[A data block]

● ● ● ● ● ● ●

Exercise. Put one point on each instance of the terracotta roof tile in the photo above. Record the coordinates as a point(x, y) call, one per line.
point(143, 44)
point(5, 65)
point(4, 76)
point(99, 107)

● ● ● ● ● ● ●

• **Description of the task**
Retype every line of the listing above verbatim, with no changes.

• **Finished exercise**
Exercise. Put one point on each instance of the terracotta roof tile in the photo above. Record the coordinates as a point(x, y) call, one per line.
point(143, 44)
point(5, 65)
point(4, 76)
point(99, 107)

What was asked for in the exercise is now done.